[WORK REQUIRED]:
Your task is to transcribe, word for word, the line containing "Reviewer check: make sure each instance of the tree" and all lines that follow it to the end of the entries. Leave out the pictures.

[Collection entries]

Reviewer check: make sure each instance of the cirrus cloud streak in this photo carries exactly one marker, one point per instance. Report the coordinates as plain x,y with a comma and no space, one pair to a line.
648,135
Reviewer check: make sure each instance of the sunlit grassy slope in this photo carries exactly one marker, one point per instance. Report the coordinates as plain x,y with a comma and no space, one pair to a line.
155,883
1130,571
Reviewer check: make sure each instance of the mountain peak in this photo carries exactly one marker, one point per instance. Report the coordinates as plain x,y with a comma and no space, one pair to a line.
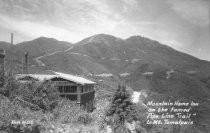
101,38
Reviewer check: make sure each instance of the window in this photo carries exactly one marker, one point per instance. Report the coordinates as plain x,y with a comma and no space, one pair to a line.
73,89
63,96
60,89
82,89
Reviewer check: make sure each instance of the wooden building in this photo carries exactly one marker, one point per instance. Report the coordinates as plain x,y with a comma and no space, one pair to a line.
72,87
2,56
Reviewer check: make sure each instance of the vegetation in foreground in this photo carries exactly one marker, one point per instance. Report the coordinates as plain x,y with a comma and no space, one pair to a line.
38,105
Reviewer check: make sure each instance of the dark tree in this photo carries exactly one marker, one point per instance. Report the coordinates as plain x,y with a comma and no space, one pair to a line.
121,109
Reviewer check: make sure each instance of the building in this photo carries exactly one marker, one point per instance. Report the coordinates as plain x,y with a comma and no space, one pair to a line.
2,55
72,87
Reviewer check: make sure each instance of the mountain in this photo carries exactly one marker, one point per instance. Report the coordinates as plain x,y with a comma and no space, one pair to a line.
134,60
42,46
4,45
36,48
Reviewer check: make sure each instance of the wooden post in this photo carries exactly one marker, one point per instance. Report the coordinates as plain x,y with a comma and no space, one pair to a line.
79,94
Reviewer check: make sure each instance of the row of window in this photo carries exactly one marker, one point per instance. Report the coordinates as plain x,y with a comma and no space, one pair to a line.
87,88
73,89
67,89
70,97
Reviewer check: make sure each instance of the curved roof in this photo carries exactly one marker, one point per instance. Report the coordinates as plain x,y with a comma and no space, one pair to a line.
69,77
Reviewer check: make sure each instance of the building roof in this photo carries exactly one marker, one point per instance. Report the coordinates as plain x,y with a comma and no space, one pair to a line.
69,77
73,78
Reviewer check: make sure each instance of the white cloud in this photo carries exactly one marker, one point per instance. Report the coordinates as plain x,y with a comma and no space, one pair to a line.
195,11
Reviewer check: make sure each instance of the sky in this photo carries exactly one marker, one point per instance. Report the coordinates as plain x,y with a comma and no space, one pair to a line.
181,24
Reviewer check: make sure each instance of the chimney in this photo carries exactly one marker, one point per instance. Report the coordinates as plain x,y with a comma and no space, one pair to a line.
25,64
2,55
11,40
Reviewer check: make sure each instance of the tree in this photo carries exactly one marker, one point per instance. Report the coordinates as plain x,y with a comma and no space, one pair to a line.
121,109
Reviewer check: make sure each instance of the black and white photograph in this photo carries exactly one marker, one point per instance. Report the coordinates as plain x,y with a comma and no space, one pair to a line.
104,66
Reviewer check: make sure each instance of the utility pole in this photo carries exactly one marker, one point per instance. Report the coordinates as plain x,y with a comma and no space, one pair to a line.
11,65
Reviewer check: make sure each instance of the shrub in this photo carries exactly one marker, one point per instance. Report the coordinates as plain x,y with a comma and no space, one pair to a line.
121,109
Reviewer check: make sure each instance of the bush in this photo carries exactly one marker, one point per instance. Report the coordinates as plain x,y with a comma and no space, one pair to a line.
121,109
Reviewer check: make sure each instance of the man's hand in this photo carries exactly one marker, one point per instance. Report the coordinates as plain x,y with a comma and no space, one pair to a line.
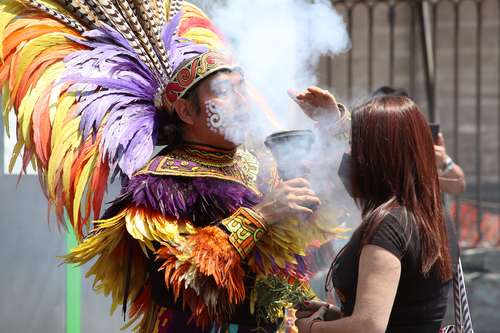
306,309
290,198
316,103
440,152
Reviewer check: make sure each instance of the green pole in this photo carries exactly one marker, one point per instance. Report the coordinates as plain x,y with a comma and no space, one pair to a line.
73,289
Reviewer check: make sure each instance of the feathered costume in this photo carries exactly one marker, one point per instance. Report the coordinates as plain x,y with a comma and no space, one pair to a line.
181,247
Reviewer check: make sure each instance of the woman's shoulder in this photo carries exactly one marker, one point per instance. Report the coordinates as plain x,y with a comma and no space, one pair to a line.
396,232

[EXERCISE SOLUTION]:
Reviewer check: make sure each instance of the tree in this photo carries exactly one marker, one point per instance. Report the coordinates as plain x,y with a comma and no space, one pair to a line.
121,109
Reviewer check: make sure each instance of the black and white photograph in this photo carries exactly one marker, one point per instance. Report the coordinates as plain x,y with a comma and no space, one pair to a line.
104,66
Reviewer check: make sure each instance of the utility pole in this photo carries exactly one marker, one point per instance. Report the coordinates as plain x,y with a comma and no space, one pair to a line.
11,65
Reviewer check: make sure each instance of the shrub in this photo carries exactly one marker, one point per instance. Report the coordinates as plain x,y with a comma and no space, one pair to a line.
121,109
Reviewer check: make sure each instance of the bush in this photo carries exactly one marker, one point per instance. Report the coordinates as plain x,y with a comma and no space, one pair to a line.
121,109
Reviewer check: make sure each instance of the man's hand in this photo carries exactly one marker, one point per instance. Report the coordinates as plain x,y with a comma and no space, one pair to a line.
306,309
290,198
316,103
440,152
Reviewer check: make sure each instance of the green pole in this photo carries exactly one marker, one point per instance. Report the coordinates as plain x,y with a comma and no space, one pair to a line.
73,289
Reviewer check: make sure each instance of the feathered costume in this photo carries exactly one marker, one point per instance. Report the coordinates as plain x,y with a comma and no space, one pair to a line.
181,247
Reviewer check: make sure each instance of the woman's shoulder in this photo carries exactly one marker, one point per instance. Report the coordinates as plain x,y with a comma and no space, one pair to a line.
396,232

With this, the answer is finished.